REQUIREMENT: Rewrite the lines from the line with "For this batch, your assigned class is metal" to the line with "xmin=449 ymin=374 xmax=737 ymax=524", putting "steel guardrail" in place of "metal guardrail" and keeping everything else the same.

===== AVAILABLE DATA

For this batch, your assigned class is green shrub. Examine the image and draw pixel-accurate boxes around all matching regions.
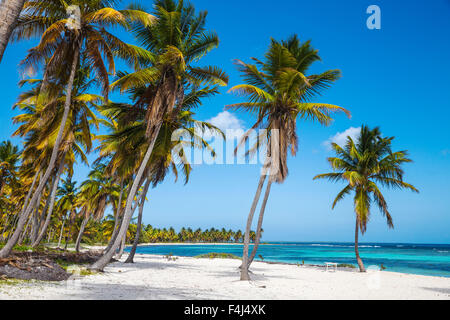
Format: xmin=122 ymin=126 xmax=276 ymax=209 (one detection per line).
xmin=194 ymin=252 xmax=241 ymax=259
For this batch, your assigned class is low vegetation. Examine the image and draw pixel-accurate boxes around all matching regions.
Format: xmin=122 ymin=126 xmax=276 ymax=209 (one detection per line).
xmin=195 ymin=252 xmax=241 ymax=259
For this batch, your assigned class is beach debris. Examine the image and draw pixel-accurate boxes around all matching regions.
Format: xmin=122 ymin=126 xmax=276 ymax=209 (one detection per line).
xmin=0 ymin=249 xmax=105 ymax=281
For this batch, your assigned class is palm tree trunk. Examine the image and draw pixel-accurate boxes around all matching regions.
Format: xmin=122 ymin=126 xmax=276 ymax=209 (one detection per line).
xmin=125 ymin=180 xmax=150 ymax=263
xmin=17 ymin=212 xmax=32 ymax=245
xmin=241 ymin=168 xmax=266 ymax=280
xmin=115 ymin=233 xmax=127 ymax=260
xmin=75 ymin=215 xmax=89 ymax=252
xmin=0 ymin=214 xmax=9 ymax=242
xmin=32 ymin=152 xmax=66 ymax=248
xmin=57 ymin=215 xmax=66 ymax=249
xmin=355 ymin=215 xmax=366 ymax=272
xmin=0 ymin=0 xmax=25 ymax=62
xmin=30 ymin=191 xmax=44 ymax=243
xmin=104 ymin=179 xmax=125 ymax=252
xmin=0 ymin=45 xmax=80 ymax=258
xmin=89 ymin=120 xmax=162 ymax=271
xmin=248 ymin=177 xmax=273 ymax=268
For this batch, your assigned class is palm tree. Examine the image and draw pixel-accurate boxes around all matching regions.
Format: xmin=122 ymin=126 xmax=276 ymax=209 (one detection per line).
xmin=0 ymin=140 xmax=20 ymax=196
xmin=91 ymin=0 xmax=228 ymax=270
xmin=0 ymin=0 xmax=153 ymax=257
xmin=14 ymin=57 xmax=102 ymax=247
xmin=314 ymin=126 xmax=419 ymax=272
xmin=0 ymin=0 xmax=25 ymax=62
xmin=56 ymin=177 xmax=78 ymax=248
xmin=228 ymin=35 xmax=349 ymax=280
xmin=75 ymin=163 xmax=119 ymax=252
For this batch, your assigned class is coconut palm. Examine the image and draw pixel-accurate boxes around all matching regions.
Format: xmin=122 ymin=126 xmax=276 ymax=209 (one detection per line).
xmin=14 ymin=57 xmax=102 ymax=246
xmin=75 ymin=163 xmax=120 ymax=252
xmin=314 ymin=126 xmax=419 ymax=272
xmin=56 ymin=176 xmax=78 ymax=249
xmin=0 ymin=140 xmax=20 ymax=196
xmin=0 ymin=0 xmax=153 ymax=257
xmin=91 ymin=0 xmax=228 ymax=270
xmin=0 ymin=0 xmax=25 ymax=62
xmin=228 ymin=35 xmax=349 ymax=280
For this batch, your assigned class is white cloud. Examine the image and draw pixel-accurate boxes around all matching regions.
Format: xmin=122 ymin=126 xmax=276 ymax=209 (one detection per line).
xmin=323 ymin=127 xmax=361 ymax=149
xmin=206 ymin=111 xmax=243 ymax=132
xmin=204 ymin=111 xmax=244 ymax=139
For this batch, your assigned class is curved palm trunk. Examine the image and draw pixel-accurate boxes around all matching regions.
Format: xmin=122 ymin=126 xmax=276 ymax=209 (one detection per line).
xmin=241 ymin=172 xmax=266 ymax=280
xmin=125 ymin=180 xmax=150 ymax=263
xmin=58 ymin=215 xmax=66 ymax=248
xmin=104 ymin=179 xmax=125 ymax=252
xmin=0 ymin=46 xmax=80 ymax=258
xmin=248 ymin=177 xmax=273 ymax=268
xmin=30 ymin=191 xmax=44 ymax=243
xmin=89 ymin=122 xmax=162 ymax=271
xmin=17 ymin=217 xmax=31 ymax=245
xmin=75 ymin=215 xmax=89 ymax=252
xmin=0 ymin=214 xmax=9 ymax=242
xmin=90 ymin=69 xmax=178 ymax=271
xmin=0 ymin=0 xmax=25 ymax=62
xmin=116 ymin=233 xmax=127 ymax=260
xmin=32 ymin=152 xmax=66 ymax=248
xmin=355 ymin=215 xmax=366 ymax=272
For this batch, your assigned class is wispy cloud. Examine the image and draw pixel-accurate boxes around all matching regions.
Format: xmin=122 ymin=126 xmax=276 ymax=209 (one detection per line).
xmin=322 ymin=127 xmax=361 ymax=150
xmin=206 ymin=111 xmax=244 ymax=132
xmin=205 ymin=111 xmax=244 ymax=138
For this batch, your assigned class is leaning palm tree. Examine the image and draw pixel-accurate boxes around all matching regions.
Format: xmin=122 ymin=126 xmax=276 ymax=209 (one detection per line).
xmin=56 ymin=177 xmax=78 ymax=248
xmin=13 ymin=57 xmax=102 ymax=246
xmin=0 ymin=0 xmax=25 ymax=62
xmin=314 ymin=126 xmax=419 ymax=272
xmin=0 ymin=141 xmax=20 ymax=196
xmin=91 ymin=0 xmax=228 ymax=270
xmin=0 ymin=0 xmax=154 ymax=257
xmin=228 ymin=35 xmax=349 ymax=280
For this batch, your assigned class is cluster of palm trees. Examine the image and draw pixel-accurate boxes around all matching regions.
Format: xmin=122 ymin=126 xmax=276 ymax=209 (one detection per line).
xmin=0 ymin=0 xmax=413 ymax=280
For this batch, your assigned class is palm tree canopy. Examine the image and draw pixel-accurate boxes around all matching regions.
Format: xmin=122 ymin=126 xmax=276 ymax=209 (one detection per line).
xmin=227 ymin=35 xmax=350 ymax=183
xmin=12 ymin=0 xmax=155 ymax=97
xmin=314 ymin=126 xmax=419 ymax=233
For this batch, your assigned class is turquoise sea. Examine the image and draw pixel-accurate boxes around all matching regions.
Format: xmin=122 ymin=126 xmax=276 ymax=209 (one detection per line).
xmin=130 ymin=242 xmax=450 ymax=277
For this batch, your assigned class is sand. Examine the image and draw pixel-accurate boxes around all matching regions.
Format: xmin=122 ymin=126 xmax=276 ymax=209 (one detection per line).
xmin=0 ymin=254 xmax=450 ymax=300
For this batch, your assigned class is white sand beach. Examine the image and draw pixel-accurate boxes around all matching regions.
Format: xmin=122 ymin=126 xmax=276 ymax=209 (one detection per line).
xmin=0 ymin=254 xmax=450 ymax=300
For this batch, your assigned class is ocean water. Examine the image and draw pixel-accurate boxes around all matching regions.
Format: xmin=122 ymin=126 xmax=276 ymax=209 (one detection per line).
xmin=129 ymin=242 xmax=450 ymax=277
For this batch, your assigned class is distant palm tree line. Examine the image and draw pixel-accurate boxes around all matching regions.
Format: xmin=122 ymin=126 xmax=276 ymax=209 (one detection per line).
xmin=0 ymin=0 xmax=417 ymax=280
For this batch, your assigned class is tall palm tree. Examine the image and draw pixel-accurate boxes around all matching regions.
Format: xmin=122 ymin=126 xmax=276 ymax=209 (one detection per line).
xmin=0 ymin=0 xmax=25 ymax=62
xmin=0 ymin=0 xmax=153 ymax=257
xmin=0 ymin=140 xmax=20 ymax=196
xmin=56 ymin=177 xmax=78 ymax=248
xmin=91 ymin=0 xmax=228 ymax=270
xmin=314 ymin=126 xmax=419 ymax=272
xmin=228 ymin=35 xmax=349 ymax=280
xmin=75 ymin=163 xmax=120 ymax=251
xmin=13 ymin=57 xmax=102 ymax=246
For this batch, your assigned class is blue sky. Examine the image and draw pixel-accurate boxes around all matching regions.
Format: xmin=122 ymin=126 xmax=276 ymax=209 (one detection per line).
xmin=0 ymin=0 xmax=450 ymax=243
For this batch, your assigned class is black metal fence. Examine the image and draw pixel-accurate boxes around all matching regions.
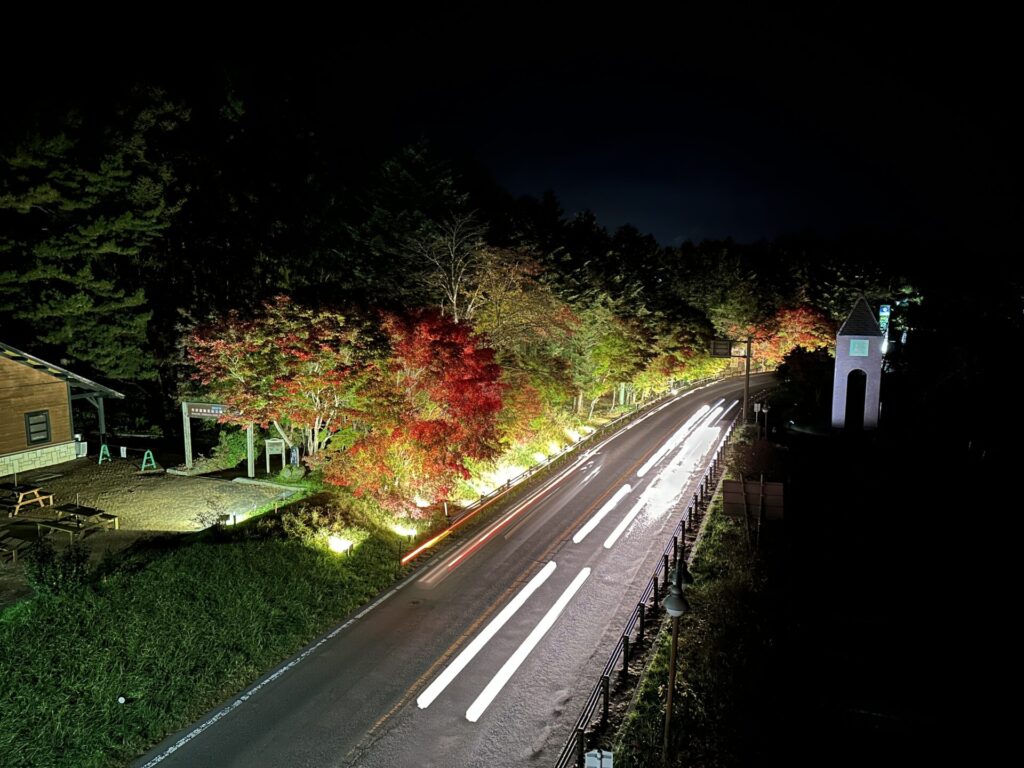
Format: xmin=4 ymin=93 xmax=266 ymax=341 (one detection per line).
xmin=449 ymin=374 xmax=735 ymax=524
xmin=555 ymin=416 xmax=739 ymax=768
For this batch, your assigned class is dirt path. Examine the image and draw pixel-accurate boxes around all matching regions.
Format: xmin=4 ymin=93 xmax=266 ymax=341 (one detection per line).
xmin=5 ymin=459 xmax=283 ymax=530
xmin=0 ymin=459 xmax=290 ymax=607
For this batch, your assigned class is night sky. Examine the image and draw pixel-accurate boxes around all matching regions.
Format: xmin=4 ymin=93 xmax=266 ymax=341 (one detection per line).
xmin=8 ymin=8 xmax=1021 ymax=256
xmin=352 ymin=5 xmax=1020 ymax=245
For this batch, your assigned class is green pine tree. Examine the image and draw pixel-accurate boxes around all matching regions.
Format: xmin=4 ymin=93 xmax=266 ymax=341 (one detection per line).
xmin=0 ymin=91 xmax=188 ymax=380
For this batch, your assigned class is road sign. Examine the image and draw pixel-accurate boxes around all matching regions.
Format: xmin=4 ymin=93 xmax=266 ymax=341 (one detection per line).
xmin=711 ymin=339 xmax=732 ymax=357
xmin=184 ymin=402 xmax=231 ymax=419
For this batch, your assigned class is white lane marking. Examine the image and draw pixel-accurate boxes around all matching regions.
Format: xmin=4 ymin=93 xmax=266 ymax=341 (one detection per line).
xmin=604 ymin=421 xmax=722 ymax=549
xmin=142 ymin=582 xmax=409 ymax=768
xmin=466 ymin=568 xmax=590 ymax=723
xmin=572 ymin=483 xmax=633 ymax=544
xmin=604 ymin=493 xmax=647 ymax=549
xmin=637 ymin=406 xmax=711 ymax=477
xmin=416 ymin=560 xmax=555 ymax=710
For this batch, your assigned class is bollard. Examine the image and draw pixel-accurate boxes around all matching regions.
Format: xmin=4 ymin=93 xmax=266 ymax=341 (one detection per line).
xmin=601 ymin=675 xmax=610 ymax=728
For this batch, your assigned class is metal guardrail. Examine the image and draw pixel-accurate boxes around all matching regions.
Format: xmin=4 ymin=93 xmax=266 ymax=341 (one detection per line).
xmin=555 ymin=416 xmax=739 ymax=768
xmin=449 ymin=374 xmax=737 ymax=524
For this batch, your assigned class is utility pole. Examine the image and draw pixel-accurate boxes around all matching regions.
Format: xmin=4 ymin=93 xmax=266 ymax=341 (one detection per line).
xmin=743 ymin=336 xmax=751 ymax=424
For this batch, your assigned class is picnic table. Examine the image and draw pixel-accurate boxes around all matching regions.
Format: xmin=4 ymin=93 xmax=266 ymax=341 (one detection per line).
xmin=0 ymin=482 xmax=53 ymax=517
xmin=53 ymin=503 xmax=121 ymax=530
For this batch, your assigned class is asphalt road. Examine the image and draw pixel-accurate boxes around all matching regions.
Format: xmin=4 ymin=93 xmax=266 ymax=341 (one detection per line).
xmin=136 ymin=380 xmax=761 ymax=768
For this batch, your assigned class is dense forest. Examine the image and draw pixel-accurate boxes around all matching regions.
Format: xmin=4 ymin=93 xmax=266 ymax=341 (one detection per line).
xmin=0 ymin=78 xmax=1021 ymax=514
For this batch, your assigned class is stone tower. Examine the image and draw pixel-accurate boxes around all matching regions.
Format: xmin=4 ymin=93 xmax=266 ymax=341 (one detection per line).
xmin=833 ymin=297 xmax=884 ymax=429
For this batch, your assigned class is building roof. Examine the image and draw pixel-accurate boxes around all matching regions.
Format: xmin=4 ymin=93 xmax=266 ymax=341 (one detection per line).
xmin=0 ymin=342 xmax=124 ymax=400
xmin=837 ymin=296 xmax=882 ymax=336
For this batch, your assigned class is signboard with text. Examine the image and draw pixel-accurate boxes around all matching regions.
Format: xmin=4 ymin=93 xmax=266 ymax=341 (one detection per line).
xmin=711 ymin=339 xmax=732 ymax=357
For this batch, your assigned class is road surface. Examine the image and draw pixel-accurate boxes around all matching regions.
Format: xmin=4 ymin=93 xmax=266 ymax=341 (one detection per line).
xmin=136 ymin=380 xmax=765 ymax=768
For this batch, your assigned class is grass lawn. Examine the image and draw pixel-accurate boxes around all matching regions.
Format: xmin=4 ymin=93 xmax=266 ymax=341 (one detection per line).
xmin=0 ymin=514 xmax=397 ymax=768
xmin=613 ymin=497 xmax=771 ymax=768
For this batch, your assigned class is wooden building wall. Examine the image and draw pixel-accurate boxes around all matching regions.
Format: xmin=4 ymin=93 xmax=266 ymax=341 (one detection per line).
xmin=0 ymin=357 xmax=72 ymax=456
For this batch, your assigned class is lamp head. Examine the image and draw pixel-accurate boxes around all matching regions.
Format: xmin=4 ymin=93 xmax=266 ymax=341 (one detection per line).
xmin=665 ymin=584 xmax=690 ymax=618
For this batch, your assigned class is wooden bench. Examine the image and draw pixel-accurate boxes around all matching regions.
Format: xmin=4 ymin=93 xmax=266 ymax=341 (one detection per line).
xmin=0 ymin=483 xmax=53 ymax=517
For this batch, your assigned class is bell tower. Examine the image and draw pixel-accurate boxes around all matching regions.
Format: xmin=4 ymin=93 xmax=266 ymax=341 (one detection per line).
xmin=833 ymin=297 xmax=884 ymax=430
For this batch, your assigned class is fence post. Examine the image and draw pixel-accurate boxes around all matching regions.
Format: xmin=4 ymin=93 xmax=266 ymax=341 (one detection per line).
xmin=601 ymin=675 xmax=610 ymax=728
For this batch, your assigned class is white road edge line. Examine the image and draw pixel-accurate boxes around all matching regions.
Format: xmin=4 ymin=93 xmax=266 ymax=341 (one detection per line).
xmin=142 ymin=582 xmax=409 ymax=768
xmin=416 ymin=560 xmax=555 ymax=710
xmin=466 ymin=568 xmax=590 ymax=723
xmin=572 ymin=483 xmax=633 ymax=544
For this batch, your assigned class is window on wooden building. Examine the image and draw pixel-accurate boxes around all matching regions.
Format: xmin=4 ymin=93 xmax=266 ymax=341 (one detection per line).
xmin=25 ymin=411 xmax=50 ymax=445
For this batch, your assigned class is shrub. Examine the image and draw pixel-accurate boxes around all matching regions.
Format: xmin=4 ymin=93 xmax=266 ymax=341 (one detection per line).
xmin=26 ymin=539 xmax=89 ymax=595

==========

REPLY TO THE EXERCISE:
For this batch, your assigned class is steel guardrail. Examine the image and draw pixel-accurate boxes around all matching regions.
Format: xmin=4 ymin=93 xmax=266 ymax=341 (one detection per line).
xmin=555 ymin=416 xmax=739 ymax=768
xmin=449 ymin=374 xmax=737 ymax=524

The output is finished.